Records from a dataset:
+--
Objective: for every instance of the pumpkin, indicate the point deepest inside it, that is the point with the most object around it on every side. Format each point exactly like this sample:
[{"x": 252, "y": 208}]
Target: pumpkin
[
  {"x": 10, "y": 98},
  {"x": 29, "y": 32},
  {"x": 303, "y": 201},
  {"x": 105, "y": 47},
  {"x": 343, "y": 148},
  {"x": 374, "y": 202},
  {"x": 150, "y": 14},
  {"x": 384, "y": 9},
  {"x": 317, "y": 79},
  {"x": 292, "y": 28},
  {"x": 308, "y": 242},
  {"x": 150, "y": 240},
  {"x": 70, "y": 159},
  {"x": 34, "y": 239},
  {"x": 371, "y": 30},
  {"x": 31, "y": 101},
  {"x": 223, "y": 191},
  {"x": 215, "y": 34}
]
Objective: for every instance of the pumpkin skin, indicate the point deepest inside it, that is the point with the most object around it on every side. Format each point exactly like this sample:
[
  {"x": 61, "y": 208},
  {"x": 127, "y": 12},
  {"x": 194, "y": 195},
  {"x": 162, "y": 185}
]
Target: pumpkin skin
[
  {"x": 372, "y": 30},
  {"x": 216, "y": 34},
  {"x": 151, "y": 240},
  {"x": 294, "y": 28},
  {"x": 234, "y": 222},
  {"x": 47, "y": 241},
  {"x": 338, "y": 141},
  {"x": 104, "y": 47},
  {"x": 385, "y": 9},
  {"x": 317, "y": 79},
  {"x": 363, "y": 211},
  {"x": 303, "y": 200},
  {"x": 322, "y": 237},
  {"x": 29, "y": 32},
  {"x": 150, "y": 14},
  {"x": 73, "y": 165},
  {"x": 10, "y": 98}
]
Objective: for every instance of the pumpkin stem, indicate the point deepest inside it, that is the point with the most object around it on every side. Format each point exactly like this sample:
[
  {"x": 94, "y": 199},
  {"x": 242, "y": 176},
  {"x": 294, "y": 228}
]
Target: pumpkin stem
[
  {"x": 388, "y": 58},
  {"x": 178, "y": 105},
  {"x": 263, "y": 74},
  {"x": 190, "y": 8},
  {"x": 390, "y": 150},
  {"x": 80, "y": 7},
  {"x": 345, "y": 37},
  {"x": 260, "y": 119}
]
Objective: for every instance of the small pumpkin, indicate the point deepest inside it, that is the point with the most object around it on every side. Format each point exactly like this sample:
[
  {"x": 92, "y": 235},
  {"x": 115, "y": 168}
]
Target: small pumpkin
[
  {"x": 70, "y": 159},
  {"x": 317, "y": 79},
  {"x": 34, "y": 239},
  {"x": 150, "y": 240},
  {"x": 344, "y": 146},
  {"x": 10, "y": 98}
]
+--
= Problem =
Extract the complete data, matching each line exactly.

= Written solution =
Objective: for every instance of the pumpkin, indicate the point deepest inside it, that is the point with the most object around it on every side. Format each point exactly like this sample:
[{"x": 252, "y": 208}]
Target: pumpkin
[
  {"x": 10, "y": 98},
  {"x": 29, "y": 32},
  {"x": 303, "y": 201},
  {"x": 105, "y": 47},
  {"x": 343, "y": 148},
  {"x": 374, "y": 202},
  {"x": 150, "y": 14},
  {"x": 384, "y": 9},
  {"x": 317, "y": 79},
  {"x": 292, "y": 28},
  {"x": 308, "y": 242},
  {"x": 150, "y": 240},
  {"x": 70, "y": 159},
  {"x": 34, "y": 239},
  {"x": 371, "y": 30},
  {"x": 31, "y": 101},
  {"x": 223, "y": 191},
  {"x": 215, "y": 34}
]
Objective: for every instance of the pumpkin skin, indicate the point deepest inside it, that is the point with the most object around it on every side. Format each point exactly like this sample:
[
  {"x": 61, "y": 208},
  {"x": 127, "y": 12},
  {"x": 194, "y": 195},
  {"x": 162, "y": 185}
]
Target: pumpkin skin
[
  {"x": 372, "y": 30},
  {"x": 216, "y": 34},
  {"x": 151, "y": 240},
  {"x": 294, "y": 28},
  {"x": 234, "y": 222},
  {"x": 47, "y": 241},
  {"x": 338, "y": 141},
  {"x": 104, "y": 47},
  {"x": 385, "y": 9},
  {"x": 317, "y": 79},
  {"x": 363, "y": 211},
  {"x": 303, "y": 200},
  {"x": 322, "y": 237},
  {"x": 29, "y": 32},
  {"x": 150, "y": 14},
  {"x": 73, "y": 165},
  {"x": 10, "y": 98}
]
Objective: for every instance of the pumpkin stem, indicate the point deepest inside it, that is the point with the most object around it on every side. Format each point exactly like this sample:
[
  {"x": 94, "y": 199},
  {"x": 242, "y": 176},
  {"x": 294, "y": 228}
]
Target: pumpkin stem
[
  {"x": 388, "y": 58},
  {"x": 178, "y": 105},
  {"x": 263, "y": 74},
  {"x": 190, "y": 8},
  {"x": 390, "y": 150},
  {"x": 80, "y": 7},
  {"x": 345, "y": 37},
  {"x": 260, "y": 119}
]
Objective: for every instance of the small pumpkin, indicate the point deepest inside it, that is the point with the most object around it on every side. Format each point exactly like this sample:
[
  {"x": 92, "y": 235},
  {"x": 115, "y": 168}
]
Target: small pumpkin
[
  {"x": 70, "y": 159},
  {"x": 317, "y": 79},
  {"x": 34, "y": 239},
  {"x": 150, "y": 240},
  {"x": 344, "y": 146},
  {"x": 10, "y": 98}
]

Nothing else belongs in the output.